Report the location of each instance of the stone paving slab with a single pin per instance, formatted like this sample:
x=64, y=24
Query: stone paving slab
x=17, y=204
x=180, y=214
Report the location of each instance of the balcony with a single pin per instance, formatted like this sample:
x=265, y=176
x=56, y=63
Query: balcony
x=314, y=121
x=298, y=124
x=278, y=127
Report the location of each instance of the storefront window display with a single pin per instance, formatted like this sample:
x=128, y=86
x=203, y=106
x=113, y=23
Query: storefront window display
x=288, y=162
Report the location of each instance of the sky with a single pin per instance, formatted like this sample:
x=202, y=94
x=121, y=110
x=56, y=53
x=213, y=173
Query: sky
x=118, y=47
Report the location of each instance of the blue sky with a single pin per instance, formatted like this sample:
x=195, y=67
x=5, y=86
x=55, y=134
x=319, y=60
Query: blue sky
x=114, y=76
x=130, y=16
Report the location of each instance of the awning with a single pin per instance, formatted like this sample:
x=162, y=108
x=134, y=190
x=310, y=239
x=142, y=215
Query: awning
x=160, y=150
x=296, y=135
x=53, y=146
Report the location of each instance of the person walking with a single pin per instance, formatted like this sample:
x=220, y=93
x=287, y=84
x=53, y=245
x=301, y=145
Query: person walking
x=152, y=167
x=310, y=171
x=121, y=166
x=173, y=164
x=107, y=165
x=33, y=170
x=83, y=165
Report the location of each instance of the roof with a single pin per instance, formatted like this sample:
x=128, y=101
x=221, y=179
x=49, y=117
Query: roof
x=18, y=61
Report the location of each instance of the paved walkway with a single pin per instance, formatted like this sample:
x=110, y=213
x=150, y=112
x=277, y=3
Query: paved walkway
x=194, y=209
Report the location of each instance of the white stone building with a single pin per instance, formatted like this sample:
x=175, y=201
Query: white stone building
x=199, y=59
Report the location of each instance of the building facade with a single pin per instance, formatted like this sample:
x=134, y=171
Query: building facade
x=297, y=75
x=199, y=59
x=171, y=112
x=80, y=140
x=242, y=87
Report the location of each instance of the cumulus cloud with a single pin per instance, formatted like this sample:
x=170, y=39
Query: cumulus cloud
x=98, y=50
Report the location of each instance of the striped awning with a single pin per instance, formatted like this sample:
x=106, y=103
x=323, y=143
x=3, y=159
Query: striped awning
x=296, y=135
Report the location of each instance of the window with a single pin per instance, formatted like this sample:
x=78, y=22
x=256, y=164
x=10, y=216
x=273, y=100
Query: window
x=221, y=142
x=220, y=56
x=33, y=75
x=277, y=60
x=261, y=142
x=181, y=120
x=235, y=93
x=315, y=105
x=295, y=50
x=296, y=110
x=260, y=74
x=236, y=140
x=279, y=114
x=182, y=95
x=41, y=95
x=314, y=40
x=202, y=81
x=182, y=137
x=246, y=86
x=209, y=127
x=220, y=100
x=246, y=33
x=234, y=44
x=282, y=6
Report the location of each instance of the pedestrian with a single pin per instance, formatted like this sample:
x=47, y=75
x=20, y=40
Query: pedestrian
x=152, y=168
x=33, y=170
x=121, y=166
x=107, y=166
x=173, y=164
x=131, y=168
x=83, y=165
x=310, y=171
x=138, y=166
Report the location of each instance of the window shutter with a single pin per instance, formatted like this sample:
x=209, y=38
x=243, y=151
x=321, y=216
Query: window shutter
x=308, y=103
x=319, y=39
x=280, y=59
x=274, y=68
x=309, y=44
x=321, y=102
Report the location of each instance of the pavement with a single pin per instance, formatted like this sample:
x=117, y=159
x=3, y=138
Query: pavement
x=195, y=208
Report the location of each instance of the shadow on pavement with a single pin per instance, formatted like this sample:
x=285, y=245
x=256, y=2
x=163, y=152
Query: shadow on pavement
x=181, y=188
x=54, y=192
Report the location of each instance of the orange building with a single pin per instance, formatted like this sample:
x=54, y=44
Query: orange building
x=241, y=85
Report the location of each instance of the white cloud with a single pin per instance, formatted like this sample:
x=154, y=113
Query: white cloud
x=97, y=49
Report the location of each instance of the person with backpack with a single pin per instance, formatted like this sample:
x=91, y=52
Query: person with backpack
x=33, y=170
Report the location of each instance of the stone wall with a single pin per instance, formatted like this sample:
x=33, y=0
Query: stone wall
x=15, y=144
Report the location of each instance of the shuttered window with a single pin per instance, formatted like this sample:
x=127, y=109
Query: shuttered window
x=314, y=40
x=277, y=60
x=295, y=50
---
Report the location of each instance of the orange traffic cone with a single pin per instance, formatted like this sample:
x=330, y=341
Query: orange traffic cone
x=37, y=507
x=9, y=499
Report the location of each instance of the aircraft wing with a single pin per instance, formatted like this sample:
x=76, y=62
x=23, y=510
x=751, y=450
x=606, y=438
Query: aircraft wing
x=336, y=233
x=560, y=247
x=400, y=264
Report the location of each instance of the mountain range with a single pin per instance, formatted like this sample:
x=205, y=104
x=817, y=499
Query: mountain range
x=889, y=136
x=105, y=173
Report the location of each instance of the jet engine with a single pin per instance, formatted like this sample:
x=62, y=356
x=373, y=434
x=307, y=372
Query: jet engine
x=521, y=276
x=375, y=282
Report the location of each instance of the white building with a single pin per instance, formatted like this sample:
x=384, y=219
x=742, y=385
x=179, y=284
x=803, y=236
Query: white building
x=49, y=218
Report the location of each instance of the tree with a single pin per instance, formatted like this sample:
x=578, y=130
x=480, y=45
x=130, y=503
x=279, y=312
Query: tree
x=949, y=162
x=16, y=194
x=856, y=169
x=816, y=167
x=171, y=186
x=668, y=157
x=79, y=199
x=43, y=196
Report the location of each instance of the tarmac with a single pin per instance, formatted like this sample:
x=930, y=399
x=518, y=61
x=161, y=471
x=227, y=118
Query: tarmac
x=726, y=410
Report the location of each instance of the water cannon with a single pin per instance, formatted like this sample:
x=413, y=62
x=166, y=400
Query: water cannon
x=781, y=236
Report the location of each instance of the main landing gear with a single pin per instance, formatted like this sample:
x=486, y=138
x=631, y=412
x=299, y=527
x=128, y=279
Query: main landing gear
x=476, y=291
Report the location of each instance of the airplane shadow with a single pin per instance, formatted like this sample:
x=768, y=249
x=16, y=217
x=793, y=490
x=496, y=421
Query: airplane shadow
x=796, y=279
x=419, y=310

▶ Aim of the exercise:
Only the lines above from the line with "Report the location of each instance of the stone paving" to the line with "x=113, y=23", those two lines included, should be reproduced exactly.

▶ Reply:
Report the location of each instance of the stone paving slab with a single pin per instance, formatted like this sample:
x=64, y=24
Query: stone paving slab
x=17, y=204
x=180, y=214
Report the location of each instance of the balcony with a single pin per instance, formatted like this sample:
x=265, y=176
x=56, y=63
Query: balcony
x=314, y=121
x=298, y=124
x=278, y=127
Report the location of each instance of the storefront window display with a single pin per instance, formatted like this sample:
x=128, y=86
x=203, y=106
x=113, y=23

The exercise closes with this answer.